*SET EXERCISE*. Reproduce the records below word for word, keeping every line in its original order.

<<<<

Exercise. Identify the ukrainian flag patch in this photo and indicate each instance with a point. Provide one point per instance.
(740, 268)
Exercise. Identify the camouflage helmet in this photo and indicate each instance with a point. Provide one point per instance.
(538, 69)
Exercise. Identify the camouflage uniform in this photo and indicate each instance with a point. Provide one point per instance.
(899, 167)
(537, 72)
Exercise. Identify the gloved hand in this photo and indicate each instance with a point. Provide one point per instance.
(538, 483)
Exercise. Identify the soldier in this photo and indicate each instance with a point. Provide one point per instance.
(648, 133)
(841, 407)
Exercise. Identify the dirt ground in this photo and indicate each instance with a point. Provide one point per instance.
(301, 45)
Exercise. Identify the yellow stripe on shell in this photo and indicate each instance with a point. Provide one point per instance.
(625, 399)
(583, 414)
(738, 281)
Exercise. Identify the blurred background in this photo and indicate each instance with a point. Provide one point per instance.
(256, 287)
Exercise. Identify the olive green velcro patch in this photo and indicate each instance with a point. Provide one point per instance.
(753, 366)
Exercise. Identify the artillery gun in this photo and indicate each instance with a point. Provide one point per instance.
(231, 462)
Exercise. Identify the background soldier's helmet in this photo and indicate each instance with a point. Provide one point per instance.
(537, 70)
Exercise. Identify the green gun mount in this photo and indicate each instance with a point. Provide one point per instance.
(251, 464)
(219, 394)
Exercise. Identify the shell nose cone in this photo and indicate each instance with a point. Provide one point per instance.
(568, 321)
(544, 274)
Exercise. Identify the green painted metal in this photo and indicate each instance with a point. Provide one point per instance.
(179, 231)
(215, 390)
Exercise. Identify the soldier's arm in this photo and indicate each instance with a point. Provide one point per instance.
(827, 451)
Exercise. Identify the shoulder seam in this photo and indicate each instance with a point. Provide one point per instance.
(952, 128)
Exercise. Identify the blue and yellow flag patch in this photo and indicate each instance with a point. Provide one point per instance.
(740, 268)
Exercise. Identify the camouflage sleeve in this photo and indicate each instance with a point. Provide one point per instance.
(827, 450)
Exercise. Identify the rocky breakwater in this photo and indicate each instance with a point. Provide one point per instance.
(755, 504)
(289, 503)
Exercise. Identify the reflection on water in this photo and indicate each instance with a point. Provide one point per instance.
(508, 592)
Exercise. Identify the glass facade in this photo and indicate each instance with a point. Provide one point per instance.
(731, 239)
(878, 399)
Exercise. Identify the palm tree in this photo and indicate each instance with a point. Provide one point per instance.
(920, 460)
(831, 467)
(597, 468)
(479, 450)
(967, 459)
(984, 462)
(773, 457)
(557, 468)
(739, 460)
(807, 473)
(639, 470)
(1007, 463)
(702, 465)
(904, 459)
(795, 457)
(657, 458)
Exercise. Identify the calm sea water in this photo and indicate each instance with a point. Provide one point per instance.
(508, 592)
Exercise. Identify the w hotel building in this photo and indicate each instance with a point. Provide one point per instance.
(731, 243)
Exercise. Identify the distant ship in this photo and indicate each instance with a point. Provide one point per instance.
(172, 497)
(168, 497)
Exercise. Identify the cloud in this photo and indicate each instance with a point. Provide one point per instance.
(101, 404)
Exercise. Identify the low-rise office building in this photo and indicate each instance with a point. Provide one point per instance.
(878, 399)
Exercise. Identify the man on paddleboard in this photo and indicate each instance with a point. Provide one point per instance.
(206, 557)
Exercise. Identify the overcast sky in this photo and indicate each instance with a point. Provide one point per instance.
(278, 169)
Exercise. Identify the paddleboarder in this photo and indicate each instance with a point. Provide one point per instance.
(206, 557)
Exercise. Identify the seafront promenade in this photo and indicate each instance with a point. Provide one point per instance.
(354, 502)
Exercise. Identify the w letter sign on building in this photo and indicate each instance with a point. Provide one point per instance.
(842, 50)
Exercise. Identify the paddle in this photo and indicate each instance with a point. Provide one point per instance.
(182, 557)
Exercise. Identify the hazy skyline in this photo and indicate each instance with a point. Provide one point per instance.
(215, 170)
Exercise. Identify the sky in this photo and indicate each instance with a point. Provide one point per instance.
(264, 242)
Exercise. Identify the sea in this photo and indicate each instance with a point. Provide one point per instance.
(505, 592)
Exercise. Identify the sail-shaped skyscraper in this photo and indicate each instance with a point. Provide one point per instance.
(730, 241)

>>>>

*RESPONSE*.
Exercise. Identify the ukrainian flag patch in this photo and indicate each instance with a point. Provide one point per instance.
(740, 268)
Exercise. Identify the camouflage helmet in this photo and indicate each instance with a point. Provide one point per instance.
(538, 69)
Exercise. Identify the camouflage uniform in this photo and indicate each instance with a point. Provide one point per instance.
(899, 167)
(537, 72)
Exercise. Identify the gloved hand in this photo and indicate each instance with a point. Provide one point per instance.
(538, 483)
Exercise. Identify the soldier in this photo and indicate each instance with a point. Provide one point per instance.
(648, 133)
(841, 407)
Exercise. Identify the dirt ground in this photo and indicate each instance with a point. Provide one point per instance.
(301, 45)
Exercise. Identify the yellow stripe on shell in this photo and indicate each instance with a point. Provide one point per instance.
(625, 399)
(583, 414)
(738, 281)
Exercise. Identify the blurred background in this photo and indicate each instance with a point. Provide one point per instance.
(256, 287)
Exercise. Identify the olive green velcro patch in this photo and indicate each instance with a point. Provide one point per instance.
(753, 366)
Exercise. Identify the artillery gun in this photo and indicate each instance with a point. Provide one point per instance.
(231, 462)
Exercise. Identify the background soldier's helmet in this photo and indicate each instance with a point. Provide one point per instance.
(537, 70)
Exercise. Identify the green gun mount in this photo and indicate each instance with a point. Provide one point per instance.
(251, 464)
(219, 394)
Exercise. Identify the shell nose cone in this photo and indicate each instance with a point. Provide one point per instance.
(568, 321)
(544, 274)
Exercise. Identify the green painted metal in this photo and indicate each instance with a point. Provide one point per instance.
(179, 231)
(215, 390)
Exercise. Identify the soldier's arm in this photo and indicate each instance with a point. Provide one point per instance.
(827, 451)
Exercise. Identify the shoulder seam in this photo and indicate each instance with a point. Provide one point per instance.
(952, 128)
Exercise. Identify the blue and yellow flag patch in this photo and indicate each instance with a point. Provide one point per instance.
(740, 268)
Exercise. Identify the camouflage sleeve in this photo and indicate each instance with a point. Provide one point per instance.
(827, 450)
Exercise. Identify the rocky breakwater in this photo and indicate each instance with a point. Provide one point per instance.
(755, 504)
(289, 503)
Exercise. Identify the reflection on water in this photo and indicate each instance with a point. Provide one point per instance.
(508, 592)
Exercise. Identify the glass facade in this photo and indicate each instance with a point. Provide one point per instance.
(731, 239)
(878, 399)
Exercise. Identify the palm tree in this photo and indicate each instance with a point. Provide one point per instance.
(920, 460)
(831, 467)
(597, 468)
(479, 450)
(967, 459)
(984, 462)
(773, 457)
(557, 468)
(739, 460)
(807, 473)
(639, 470)
(1007, 463)
(702, 465)
(904, 459)
(795, 457)
(657, 458)
Exercise. Identify the calm sea water in this photo and indicate each instance with a point. Provide one point per instance.
(508, 592)
Exercise. Identify the w hotel building in this photo and indicate each instance with a point. Provide one point per instance.
(731, 243)
Exercise. Identify the distant ship in this photo and indicate each instance with a point. Provide one point per instance.
(172, 497)
(168, 497)
Exercise. Identify the cloud in this photo and indicate each instance with a point. Provide one point per instance.
(101, 404)
Exercise. Identify the low-rise office building in this photo and indicate each instance with a point. Provide one point per instance.
(878, 399)
Exercise. Identify the man on paddleboard in this photo and indicate each instance with a point. Provide one point per instance.
(206, 557)
Exercise. Identify the overcast sky in this photo and indicate each instance with a point. Provide one point per instance.
(278, 169)
Exercise. Identify the paddleboarder in this photo and indicate each instance with a point. Provide one point per instance.
(206, 557)
Exercise. Identify the seafront promenade in this photo and indicate each instance with a point. Provide one point per instance.
(354, 502)
Exercise. Identify the w letter sign on building in this photo and indicate each instance with a point. Provide one point per instance.
(842, 50)
Exercise. Identify the paddle in this photo and indicate each instance with a point. Provide one point per instance.
(182, 557)
Exercise. Identify the hazy skyline in this photo and indicate each instance with a point. Provide one point per instance.
(215, 170)
Exercise. Identify the sky in this photo and indicate each instance with a point. Provide one point per instance.
(264, 242)
Exercise. Identify the sea in this photo and indicate each instance with a point. Provide one point per instance.
(505, 592)
Exercise. Identify the sail-shaped skyscraper in this photo and indicate each instance with a point. Provide one point per instance.
(730, 241)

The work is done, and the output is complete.